[Text passage]:
_ _ _ _
Ultimately, as industry and research continue to implement more and more complex methods into their work, we cannot neglect to build a corresponding process of validation and learning alongside it–likely of equal or even greater complexity. Failing to take this process seriously can widen the gulf between the humans and machines involved in workflows–increasing the potential risk to both when the two parties are not on the same page.
Understand AI Tools and Their Limitations
A key issue that could fly under the radar is that, as the promise and expectations grow exponentially surrounding new AI tools, stakeholders and leaders quickly risk losing touch with the on-the-ground reality of exactly what new tools are capable of. Without careful consideration of the tools and technologies that actually exist, the rush to implement glossy new technology to ride the marketing wave of an exciting new technology can quickly drown out the voices of those actually in the know about what these technologies can (and can’t) do.
Leaders and stakeholders must understand that now more than ever, the value of actually listening to subject matter experts is at a high point. Marketing materials never have, and never will, sufficiently capture the details of what a given technology is capable of–and the often opaque marketing around new AI tools should raise a caution flag for stakeholders and leaders who are considering investing not only capital but also potential control (for example, the flexibility to move between different proprietary ecosystems), into these new technologies.
_ _ _ _
[Records shown]:

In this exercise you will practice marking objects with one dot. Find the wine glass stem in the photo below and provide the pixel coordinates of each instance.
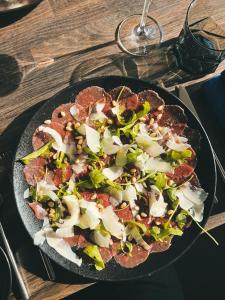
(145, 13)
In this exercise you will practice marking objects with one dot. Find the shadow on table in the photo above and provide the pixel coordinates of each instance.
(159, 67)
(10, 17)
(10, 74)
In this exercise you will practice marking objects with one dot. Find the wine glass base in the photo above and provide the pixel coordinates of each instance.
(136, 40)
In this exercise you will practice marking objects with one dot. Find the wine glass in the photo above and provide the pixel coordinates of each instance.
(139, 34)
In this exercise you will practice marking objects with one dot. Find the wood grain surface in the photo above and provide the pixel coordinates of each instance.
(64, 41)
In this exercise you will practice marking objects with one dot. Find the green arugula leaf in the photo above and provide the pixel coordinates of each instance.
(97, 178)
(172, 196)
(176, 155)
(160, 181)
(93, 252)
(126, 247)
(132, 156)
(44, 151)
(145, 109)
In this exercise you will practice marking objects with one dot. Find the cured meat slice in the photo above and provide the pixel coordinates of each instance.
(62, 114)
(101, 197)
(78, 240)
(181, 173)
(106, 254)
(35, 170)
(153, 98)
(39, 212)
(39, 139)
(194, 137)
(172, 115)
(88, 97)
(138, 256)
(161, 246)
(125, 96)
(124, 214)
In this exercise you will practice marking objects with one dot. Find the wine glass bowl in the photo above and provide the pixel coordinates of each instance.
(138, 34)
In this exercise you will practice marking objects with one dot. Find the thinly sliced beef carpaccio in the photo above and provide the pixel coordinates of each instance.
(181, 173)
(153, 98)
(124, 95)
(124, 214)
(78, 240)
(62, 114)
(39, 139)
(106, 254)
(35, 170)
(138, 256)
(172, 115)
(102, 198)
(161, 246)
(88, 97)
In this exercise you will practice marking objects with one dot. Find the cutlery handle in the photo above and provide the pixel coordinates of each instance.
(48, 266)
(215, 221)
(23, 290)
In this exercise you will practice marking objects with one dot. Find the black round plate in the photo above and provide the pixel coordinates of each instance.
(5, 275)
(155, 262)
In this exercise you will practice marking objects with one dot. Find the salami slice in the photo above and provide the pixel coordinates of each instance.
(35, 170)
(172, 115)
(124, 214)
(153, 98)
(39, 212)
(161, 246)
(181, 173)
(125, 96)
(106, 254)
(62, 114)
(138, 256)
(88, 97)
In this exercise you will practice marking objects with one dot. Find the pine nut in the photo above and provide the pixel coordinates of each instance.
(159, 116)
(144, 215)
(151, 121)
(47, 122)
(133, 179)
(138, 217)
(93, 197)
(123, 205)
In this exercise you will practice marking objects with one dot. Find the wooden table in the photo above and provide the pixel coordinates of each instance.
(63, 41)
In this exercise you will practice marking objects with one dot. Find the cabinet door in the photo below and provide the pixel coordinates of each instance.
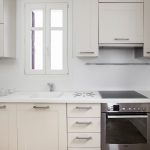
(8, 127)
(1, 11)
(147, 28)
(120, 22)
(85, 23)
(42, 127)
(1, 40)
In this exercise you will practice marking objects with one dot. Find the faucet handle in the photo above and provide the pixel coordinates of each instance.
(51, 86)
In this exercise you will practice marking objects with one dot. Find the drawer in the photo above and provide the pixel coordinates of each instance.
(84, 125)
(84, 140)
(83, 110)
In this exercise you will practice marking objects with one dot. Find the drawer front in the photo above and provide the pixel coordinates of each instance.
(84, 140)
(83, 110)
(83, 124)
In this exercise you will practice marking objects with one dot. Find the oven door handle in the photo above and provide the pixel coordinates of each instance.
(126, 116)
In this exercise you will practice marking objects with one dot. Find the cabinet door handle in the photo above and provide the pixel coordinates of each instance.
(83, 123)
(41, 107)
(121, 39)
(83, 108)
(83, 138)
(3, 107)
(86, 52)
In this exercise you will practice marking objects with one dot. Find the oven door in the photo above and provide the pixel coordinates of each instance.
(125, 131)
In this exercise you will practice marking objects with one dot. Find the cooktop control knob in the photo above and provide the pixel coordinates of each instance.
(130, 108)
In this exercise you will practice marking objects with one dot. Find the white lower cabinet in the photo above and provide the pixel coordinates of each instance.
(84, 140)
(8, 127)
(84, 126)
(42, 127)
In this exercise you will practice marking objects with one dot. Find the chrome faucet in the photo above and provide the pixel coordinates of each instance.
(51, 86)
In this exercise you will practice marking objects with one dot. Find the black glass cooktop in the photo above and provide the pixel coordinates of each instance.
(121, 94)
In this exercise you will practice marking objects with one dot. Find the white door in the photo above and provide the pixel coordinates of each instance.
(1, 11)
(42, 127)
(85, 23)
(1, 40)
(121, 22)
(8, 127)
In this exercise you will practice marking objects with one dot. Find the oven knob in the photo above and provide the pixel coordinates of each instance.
_ _ _ _
[Actions to take]:
1. Answer these from the AI tools passage:
(a) What kind of process does it say must be built alongside more complex methods?
(b) What does it say never has, and never will, fully capture the details of what a technology can do?
(c) What example of potential control does it give?
2. Using the AI tools passage, explain in one to three sentences why it matters to take the process of validation and learning seriously.
3. Carry on the AI tools passage from its last sentence.

[Answers for the tasks]:
1.
(a) A process of validation and learning, likely of equal or even greater complexity.
(b) Marketing materials.
(c) The flexibility to move between different proprietary ecosystems.

2. Failing to take it seriously can widen the gulf between the humans and machines involved in workflows. That increases the potential risk to both when the two are not on the same page.

3.
Organizations must take seriously the process of piercing the veil of what these tools could do and executing a vision of what these tools can actually do for that organization. This requires investment and planning. It likely requires implementing an AI tool within a narrow scope of an organization’s workflow (e.g., an AI chatbot on a digital site), and more importantly, it requires putting a truly critical lens over whether these small experiments actually provide value. Measuring and validating this performance goes beyond short-term revenue, but (to draw on the previous section) should also rely on expert analysis of where long-term risks lie. Each organization, industry, and organizational culture will have unique problems that should be anticipated prior to a full-scale integration of the technology.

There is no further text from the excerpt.